Job: Recast only the part of the material starting at the line containing "Instruction for annotators: the class to label is jagged" and ending at the line containing "[[541, 319, 565, 333], [444, 340, 548, 422]]", both included, as a numbered list with blank lines omitted.

Record extracts:
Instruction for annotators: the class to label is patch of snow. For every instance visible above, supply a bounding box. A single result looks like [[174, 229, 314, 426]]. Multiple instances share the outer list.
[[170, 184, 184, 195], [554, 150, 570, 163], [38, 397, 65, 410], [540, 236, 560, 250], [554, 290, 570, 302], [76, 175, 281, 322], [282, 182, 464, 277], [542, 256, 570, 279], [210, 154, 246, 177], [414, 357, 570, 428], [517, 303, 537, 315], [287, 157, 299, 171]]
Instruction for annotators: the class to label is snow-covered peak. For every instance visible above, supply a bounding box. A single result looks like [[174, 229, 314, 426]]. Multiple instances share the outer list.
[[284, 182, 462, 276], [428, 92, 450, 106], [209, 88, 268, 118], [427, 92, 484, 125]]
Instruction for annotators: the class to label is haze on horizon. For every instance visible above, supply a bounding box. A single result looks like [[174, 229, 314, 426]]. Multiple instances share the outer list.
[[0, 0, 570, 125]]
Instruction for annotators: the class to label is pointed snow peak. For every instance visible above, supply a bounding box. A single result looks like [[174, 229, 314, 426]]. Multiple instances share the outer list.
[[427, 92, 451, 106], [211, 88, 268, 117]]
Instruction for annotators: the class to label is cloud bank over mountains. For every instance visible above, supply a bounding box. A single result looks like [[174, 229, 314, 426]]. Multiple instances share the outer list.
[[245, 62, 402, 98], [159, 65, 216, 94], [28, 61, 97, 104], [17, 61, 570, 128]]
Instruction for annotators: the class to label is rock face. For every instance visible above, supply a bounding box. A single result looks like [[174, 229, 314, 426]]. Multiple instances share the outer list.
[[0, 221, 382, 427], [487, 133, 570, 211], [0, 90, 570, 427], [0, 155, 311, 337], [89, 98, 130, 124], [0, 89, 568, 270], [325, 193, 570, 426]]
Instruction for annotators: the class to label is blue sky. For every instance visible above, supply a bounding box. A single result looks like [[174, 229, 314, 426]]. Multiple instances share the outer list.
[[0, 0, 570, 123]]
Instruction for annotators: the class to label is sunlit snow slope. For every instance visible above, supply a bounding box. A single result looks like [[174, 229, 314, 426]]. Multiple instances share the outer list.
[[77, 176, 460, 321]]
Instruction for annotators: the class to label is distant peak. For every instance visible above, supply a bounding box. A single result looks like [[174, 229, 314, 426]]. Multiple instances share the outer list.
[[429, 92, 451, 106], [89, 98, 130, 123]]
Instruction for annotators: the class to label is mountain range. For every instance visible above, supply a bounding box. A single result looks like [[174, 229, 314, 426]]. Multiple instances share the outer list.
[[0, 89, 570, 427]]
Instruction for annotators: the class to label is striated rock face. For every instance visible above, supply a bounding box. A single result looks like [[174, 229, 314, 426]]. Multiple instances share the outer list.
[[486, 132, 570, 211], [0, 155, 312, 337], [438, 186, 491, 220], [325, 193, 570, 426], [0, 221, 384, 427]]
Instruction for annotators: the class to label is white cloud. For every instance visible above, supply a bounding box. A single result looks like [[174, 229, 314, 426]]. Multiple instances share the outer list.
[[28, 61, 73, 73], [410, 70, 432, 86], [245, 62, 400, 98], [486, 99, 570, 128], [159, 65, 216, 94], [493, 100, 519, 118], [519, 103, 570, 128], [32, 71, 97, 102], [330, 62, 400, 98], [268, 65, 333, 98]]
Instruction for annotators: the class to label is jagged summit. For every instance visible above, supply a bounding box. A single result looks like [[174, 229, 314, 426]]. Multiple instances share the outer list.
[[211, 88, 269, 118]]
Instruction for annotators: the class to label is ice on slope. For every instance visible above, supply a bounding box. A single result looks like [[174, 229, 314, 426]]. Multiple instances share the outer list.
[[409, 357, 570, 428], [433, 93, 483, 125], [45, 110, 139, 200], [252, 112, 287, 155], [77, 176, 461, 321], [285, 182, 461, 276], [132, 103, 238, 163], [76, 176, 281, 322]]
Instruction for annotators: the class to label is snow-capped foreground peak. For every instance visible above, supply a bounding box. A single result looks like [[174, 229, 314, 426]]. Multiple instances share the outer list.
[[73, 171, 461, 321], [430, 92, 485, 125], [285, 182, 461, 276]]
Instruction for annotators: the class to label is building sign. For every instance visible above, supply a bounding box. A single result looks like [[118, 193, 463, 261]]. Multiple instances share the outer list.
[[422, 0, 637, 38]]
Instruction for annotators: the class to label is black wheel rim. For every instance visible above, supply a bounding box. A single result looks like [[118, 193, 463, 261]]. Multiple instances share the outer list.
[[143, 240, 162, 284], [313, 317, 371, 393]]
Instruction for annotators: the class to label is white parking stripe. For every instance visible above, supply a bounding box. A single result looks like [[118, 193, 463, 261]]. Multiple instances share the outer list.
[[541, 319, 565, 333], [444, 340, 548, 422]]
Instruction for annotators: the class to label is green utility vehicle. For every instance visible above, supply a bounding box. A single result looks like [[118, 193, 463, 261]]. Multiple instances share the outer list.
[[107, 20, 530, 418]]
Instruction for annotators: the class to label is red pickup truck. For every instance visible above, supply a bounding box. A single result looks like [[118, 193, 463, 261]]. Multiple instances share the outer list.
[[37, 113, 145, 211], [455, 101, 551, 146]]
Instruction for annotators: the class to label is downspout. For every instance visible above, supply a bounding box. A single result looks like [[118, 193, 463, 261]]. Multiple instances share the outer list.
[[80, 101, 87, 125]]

---

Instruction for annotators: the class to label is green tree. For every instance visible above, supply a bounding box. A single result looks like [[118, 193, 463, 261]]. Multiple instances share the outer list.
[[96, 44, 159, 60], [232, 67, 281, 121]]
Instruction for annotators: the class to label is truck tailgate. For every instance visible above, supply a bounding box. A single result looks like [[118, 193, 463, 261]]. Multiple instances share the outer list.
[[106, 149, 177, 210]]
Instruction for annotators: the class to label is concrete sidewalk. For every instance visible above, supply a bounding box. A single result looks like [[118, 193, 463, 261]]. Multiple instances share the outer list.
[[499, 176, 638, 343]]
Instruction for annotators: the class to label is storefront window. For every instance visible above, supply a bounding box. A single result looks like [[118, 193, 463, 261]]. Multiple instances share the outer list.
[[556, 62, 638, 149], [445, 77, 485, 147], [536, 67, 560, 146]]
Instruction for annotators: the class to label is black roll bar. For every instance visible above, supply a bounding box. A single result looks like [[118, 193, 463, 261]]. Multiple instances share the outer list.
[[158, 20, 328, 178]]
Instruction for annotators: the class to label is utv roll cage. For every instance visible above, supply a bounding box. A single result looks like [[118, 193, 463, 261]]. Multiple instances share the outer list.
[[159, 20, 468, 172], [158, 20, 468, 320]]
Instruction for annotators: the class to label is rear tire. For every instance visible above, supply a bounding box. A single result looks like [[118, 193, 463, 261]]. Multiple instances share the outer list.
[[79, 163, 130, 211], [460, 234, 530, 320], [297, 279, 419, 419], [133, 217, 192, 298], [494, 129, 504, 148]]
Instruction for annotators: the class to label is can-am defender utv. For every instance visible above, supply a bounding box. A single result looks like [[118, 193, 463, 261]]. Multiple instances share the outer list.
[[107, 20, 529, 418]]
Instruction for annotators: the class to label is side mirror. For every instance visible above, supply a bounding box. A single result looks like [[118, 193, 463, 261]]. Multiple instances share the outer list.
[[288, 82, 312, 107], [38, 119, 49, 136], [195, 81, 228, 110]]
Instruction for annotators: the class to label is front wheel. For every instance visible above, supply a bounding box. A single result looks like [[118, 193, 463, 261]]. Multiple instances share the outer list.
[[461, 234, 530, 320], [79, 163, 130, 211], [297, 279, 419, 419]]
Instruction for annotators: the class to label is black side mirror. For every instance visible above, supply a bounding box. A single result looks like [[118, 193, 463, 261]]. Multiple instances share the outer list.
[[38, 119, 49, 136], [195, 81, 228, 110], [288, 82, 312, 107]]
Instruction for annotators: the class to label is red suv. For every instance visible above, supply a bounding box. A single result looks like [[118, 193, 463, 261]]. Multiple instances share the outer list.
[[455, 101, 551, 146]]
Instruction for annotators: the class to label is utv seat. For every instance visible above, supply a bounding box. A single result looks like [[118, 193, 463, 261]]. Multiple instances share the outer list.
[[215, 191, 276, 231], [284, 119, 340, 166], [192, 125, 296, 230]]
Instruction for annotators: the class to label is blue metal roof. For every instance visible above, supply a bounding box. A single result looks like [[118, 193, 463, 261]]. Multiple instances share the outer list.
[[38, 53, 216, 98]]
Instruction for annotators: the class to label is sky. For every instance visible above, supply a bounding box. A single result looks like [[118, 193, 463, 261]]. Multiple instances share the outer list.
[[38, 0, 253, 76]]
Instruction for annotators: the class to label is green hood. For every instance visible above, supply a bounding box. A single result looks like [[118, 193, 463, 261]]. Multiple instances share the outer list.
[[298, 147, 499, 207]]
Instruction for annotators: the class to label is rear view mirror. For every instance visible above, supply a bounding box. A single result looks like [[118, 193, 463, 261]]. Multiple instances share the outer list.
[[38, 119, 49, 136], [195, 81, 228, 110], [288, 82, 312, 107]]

==

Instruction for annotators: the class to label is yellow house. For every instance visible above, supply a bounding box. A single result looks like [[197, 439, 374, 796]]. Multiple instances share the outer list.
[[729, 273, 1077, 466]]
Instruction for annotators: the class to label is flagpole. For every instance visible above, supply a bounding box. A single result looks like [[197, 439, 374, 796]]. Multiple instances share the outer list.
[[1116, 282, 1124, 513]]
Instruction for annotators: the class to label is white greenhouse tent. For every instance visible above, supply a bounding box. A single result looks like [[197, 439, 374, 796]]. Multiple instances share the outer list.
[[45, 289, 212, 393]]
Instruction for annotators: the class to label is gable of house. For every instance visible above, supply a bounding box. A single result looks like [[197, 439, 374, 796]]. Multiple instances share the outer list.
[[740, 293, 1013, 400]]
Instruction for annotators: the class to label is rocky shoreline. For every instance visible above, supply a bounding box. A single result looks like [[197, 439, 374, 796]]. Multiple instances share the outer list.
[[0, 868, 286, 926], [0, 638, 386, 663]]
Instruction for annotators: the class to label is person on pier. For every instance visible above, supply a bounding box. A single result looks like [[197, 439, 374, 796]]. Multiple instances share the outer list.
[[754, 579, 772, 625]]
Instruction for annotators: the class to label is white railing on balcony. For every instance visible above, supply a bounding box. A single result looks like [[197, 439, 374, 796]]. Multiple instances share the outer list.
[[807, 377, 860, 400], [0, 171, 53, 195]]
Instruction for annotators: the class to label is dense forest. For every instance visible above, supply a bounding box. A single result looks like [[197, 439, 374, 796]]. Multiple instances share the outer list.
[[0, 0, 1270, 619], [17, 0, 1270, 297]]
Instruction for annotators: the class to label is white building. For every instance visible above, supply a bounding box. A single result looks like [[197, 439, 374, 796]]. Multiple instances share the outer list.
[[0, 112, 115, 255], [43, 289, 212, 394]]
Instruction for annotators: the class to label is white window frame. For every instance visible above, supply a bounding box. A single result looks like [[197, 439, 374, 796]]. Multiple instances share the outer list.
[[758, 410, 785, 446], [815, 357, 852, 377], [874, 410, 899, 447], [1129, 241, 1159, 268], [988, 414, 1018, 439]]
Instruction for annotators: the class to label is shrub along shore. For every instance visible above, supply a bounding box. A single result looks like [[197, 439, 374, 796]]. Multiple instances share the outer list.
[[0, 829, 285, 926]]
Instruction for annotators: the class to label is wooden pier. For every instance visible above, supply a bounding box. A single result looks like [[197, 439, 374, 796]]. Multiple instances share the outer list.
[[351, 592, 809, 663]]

Reply:
1. Instruction for annotators: the class to label is jagged summit. For every instance visible above, supply a bounding box. A single result looks like [[174, 229, 314, 426]]. Multiple instances share the outer list.
2. [[211, 88, 269, 118]]
3. Instruction for annotators: the class to label is ice on slope. For every instance visible above, supply a bounding box. A single result looks like [[174, 229, 314, 426]]. Multiple instances share the outer list.
4. [[409, 357, 570, 428], [433, 93, 483, 125], [45, 110, 139, 200], [252, 112, 287, 155], [77, 176, 461, 321], [285, 182, 461, 276], [132, 103, 238, 163], [76, 176, 281, 322]]
5. Instruction for annotators: the class to label is snow-capped foreground peak. For every instance visible above, supply a bounding box. A single result looks like [[174, 229, 314, 426]]. Multiple instances share the outer list.
6. [[73, 171, 461, 321], [430, 92, 485, 125], [285, 182, 461, 276]]
7. Instruction for annotators: the class to label is building sign. For every instance visible above, supply a bounding box. A single result looks like [[118, 193, 463, 261]]. Multiple instances share the outer list.
8. [[422, 0, 637, 38]]
9. Instruction for annotators: the class to label is black wheel rim. For every instance visible above, supply a bounding box. A single result looks like [[118, 193, 463, 261]]. Multiple instances share the outer list.
10. [[143, 240, 162, 284], [313, 317, 371, 393]]
11. Instruction for annotators: the class to label is white parking stripe. For every instance visible above, supply a bounding box. A single result looks like [[118, 193, 463, 261]]. Multiple instances share the outer list.
12. [[541, 319, 565, 333], [444, 340, 548, 422]]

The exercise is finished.